◆ What to produce
An exact copy of the lines from the one containing "Target: street lamp" through the last line below is required; include both of those lines and no others.

[Recorded data]
────────
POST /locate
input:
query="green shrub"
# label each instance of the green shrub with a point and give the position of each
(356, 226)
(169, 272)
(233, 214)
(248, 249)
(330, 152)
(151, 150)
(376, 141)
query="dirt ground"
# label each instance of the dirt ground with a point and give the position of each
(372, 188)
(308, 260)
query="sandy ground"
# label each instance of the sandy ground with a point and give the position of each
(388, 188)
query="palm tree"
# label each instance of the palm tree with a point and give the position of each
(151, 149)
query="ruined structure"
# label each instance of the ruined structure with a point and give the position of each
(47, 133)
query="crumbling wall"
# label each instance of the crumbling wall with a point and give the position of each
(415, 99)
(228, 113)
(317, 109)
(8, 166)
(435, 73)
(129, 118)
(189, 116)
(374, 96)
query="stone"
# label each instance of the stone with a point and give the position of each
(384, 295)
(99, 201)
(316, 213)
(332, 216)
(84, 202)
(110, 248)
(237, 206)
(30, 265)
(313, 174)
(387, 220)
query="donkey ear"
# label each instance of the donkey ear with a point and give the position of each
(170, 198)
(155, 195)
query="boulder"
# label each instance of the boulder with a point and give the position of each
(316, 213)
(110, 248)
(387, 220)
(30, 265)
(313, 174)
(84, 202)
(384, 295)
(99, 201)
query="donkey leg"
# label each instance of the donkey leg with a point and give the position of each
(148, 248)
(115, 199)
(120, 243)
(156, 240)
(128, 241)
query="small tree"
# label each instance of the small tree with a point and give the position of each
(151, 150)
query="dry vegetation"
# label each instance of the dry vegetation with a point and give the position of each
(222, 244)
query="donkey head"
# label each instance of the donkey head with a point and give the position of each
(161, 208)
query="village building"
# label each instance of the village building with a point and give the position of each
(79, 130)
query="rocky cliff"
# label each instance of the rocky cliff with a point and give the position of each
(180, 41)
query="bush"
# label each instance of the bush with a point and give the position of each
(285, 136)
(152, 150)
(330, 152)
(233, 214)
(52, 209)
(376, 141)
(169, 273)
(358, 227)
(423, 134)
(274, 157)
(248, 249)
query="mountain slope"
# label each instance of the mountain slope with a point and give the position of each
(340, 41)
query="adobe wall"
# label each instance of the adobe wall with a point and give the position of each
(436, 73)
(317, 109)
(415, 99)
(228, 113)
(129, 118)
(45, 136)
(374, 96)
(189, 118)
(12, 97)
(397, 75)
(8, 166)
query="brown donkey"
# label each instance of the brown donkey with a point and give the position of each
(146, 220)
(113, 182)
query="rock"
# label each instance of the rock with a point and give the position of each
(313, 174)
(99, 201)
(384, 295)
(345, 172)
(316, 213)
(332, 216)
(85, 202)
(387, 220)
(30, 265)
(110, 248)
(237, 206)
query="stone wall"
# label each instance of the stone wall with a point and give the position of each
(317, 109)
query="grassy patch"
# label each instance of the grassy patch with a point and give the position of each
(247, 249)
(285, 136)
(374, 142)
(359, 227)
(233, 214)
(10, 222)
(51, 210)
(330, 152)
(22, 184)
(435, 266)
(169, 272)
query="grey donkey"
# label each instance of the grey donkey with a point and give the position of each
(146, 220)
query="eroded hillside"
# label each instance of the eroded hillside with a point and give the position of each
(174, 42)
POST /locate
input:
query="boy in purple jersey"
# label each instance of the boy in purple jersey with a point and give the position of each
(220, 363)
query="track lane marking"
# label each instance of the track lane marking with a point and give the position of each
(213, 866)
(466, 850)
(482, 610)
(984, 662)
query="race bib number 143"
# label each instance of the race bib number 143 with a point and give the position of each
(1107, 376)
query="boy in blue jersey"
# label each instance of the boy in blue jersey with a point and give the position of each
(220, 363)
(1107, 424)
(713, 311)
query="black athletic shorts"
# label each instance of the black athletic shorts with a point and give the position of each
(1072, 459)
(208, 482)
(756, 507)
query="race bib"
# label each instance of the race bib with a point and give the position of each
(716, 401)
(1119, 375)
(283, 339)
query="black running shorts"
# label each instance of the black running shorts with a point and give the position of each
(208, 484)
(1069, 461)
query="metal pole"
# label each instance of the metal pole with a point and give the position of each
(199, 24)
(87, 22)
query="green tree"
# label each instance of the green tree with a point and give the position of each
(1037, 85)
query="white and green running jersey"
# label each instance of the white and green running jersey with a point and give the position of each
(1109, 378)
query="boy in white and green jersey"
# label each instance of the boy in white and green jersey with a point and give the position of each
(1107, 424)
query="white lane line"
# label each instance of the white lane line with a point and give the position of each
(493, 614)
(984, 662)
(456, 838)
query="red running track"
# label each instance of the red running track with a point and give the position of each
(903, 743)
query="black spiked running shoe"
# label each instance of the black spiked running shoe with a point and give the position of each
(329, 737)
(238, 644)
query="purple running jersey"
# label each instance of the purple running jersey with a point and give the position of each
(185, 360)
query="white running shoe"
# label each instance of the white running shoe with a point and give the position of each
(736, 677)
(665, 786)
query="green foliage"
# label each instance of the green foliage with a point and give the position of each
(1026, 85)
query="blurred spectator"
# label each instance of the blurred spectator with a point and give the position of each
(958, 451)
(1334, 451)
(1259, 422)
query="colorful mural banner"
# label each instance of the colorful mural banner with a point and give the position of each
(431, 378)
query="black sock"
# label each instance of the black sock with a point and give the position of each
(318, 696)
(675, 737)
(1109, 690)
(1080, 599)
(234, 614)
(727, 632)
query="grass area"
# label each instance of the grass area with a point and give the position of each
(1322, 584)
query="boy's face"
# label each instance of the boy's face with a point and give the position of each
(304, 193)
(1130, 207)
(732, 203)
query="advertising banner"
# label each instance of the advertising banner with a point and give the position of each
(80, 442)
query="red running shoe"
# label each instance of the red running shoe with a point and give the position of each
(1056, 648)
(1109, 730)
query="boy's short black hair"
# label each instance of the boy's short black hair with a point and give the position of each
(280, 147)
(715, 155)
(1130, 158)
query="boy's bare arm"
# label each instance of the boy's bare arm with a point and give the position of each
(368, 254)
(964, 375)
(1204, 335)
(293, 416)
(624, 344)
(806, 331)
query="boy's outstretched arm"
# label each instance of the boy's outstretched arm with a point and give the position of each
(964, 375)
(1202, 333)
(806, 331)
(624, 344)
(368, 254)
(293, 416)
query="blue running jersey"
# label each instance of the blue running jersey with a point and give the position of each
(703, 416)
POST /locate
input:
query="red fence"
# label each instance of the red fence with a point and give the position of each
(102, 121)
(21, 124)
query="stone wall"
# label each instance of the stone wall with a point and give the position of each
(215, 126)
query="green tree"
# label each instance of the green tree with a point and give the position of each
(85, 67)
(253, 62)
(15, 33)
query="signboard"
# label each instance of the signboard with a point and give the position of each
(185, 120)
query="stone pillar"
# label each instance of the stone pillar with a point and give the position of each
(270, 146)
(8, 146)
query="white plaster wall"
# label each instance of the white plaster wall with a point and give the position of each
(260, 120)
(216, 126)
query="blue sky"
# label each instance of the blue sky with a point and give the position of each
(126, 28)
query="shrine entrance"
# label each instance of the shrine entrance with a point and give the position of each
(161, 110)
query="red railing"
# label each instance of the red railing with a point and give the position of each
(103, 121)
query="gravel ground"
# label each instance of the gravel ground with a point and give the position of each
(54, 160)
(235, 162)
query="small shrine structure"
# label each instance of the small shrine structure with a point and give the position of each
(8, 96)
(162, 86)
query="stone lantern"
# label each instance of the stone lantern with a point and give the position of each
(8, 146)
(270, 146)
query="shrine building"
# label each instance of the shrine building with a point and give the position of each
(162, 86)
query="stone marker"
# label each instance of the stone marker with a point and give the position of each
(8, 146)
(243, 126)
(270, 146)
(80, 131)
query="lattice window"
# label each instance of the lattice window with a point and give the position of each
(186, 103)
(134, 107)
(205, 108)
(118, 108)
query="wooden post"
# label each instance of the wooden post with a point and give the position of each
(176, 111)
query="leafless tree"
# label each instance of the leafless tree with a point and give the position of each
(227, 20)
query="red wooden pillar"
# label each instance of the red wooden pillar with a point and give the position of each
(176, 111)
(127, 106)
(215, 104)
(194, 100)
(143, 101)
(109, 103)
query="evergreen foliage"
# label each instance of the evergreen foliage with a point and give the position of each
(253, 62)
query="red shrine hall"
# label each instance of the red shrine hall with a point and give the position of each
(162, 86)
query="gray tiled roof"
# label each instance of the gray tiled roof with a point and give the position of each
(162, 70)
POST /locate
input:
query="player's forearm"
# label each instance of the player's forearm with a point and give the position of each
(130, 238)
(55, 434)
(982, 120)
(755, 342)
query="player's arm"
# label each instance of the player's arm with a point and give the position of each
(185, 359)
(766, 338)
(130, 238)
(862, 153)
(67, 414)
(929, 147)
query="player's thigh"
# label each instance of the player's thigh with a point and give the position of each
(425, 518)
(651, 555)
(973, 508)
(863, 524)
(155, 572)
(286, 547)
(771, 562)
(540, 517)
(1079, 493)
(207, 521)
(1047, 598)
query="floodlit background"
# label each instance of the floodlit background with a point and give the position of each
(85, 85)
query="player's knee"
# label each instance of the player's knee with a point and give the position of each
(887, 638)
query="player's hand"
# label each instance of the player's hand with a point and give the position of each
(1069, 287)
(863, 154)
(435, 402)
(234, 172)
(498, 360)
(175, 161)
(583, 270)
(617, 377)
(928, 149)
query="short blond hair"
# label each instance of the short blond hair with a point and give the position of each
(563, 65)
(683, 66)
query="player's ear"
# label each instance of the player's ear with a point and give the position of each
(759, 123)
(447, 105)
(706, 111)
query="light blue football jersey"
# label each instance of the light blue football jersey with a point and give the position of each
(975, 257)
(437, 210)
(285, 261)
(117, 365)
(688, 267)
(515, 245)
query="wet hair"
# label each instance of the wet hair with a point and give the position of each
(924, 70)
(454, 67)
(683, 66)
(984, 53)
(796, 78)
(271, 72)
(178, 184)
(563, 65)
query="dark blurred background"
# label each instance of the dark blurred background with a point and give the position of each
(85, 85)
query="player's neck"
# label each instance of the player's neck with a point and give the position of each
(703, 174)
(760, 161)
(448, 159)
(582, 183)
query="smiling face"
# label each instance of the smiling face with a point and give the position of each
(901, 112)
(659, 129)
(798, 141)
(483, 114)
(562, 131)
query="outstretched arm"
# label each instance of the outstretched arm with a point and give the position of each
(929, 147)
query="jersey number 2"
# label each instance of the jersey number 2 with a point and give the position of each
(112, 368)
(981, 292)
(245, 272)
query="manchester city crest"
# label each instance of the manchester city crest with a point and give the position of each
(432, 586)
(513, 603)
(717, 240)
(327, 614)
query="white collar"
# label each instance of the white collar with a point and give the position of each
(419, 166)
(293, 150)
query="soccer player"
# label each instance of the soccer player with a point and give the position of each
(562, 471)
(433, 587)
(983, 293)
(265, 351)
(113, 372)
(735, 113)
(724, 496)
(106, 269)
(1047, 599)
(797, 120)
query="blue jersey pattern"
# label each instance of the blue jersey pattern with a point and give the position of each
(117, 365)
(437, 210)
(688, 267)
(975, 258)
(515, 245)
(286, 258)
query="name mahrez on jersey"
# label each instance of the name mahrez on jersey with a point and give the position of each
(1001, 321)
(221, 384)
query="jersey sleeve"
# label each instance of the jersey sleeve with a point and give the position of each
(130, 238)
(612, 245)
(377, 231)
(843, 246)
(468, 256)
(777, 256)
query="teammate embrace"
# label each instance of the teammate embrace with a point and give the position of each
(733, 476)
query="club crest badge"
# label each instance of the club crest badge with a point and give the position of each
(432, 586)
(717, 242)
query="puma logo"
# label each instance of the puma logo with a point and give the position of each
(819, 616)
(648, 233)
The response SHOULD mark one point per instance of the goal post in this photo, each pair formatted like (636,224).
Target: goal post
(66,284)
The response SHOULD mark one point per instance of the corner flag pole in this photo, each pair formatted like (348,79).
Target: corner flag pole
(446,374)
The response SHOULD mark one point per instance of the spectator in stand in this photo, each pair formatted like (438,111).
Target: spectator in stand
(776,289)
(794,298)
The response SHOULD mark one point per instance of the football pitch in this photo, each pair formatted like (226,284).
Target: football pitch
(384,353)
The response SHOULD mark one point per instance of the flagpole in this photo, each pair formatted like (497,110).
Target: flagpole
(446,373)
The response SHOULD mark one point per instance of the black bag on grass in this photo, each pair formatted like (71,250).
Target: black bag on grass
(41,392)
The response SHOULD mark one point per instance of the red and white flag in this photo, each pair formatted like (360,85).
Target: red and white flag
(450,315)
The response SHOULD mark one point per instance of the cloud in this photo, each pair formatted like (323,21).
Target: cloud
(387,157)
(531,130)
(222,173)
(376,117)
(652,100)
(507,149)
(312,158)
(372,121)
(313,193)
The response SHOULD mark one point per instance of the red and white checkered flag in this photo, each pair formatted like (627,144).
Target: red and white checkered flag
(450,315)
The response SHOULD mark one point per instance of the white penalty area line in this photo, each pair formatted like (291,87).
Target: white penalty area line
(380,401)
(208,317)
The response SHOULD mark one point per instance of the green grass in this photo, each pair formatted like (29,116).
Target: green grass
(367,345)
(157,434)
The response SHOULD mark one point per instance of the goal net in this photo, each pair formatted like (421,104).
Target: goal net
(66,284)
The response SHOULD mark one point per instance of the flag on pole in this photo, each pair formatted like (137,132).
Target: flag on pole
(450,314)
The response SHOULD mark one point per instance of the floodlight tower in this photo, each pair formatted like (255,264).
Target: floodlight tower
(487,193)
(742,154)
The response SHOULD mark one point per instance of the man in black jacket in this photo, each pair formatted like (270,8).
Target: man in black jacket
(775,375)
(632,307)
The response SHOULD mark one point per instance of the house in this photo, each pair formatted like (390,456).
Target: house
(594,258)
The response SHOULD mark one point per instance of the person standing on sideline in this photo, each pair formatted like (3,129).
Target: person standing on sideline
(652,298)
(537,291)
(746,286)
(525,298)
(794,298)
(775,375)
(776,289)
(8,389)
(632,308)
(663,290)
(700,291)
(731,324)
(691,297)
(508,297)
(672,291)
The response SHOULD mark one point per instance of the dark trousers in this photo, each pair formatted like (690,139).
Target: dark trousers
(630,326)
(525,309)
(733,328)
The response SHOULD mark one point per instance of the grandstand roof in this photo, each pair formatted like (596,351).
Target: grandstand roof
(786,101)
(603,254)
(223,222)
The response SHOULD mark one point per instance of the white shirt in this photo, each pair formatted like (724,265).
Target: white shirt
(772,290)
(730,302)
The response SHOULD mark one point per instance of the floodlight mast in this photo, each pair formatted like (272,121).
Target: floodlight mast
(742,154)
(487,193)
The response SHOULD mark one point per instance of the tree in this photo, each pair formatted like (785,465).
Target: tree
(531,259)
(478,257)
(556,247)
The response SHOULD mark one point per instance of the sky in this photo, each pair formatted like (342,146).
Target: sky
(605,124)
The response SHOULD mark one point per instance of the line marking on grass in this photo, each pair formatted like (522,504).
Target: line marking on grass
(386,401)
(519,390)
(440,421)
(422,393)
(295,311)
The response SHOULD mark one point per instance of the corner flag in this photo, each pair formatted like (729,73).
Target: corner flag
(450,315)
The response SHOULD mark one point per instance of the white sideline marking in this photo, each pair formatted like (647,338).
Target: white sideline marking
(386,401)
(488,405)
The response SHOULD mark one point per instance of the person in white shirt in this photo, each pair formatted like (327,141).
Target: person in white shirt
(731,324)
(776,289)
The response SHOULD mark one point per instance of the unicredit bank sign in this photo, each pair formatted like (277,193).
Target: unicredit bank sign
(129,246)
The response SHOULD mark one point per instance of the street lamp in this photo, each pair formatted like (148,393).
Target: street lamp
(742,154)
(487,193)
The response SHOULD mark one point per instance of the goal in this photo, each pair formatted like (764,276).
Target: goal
────────
◆ Answer to this problem
Target: street lamp
(742,154)
(487,193)
The response SHOULD mark one point per instance of the goal in this photo, each pair formatted like (764,276).
Target: goal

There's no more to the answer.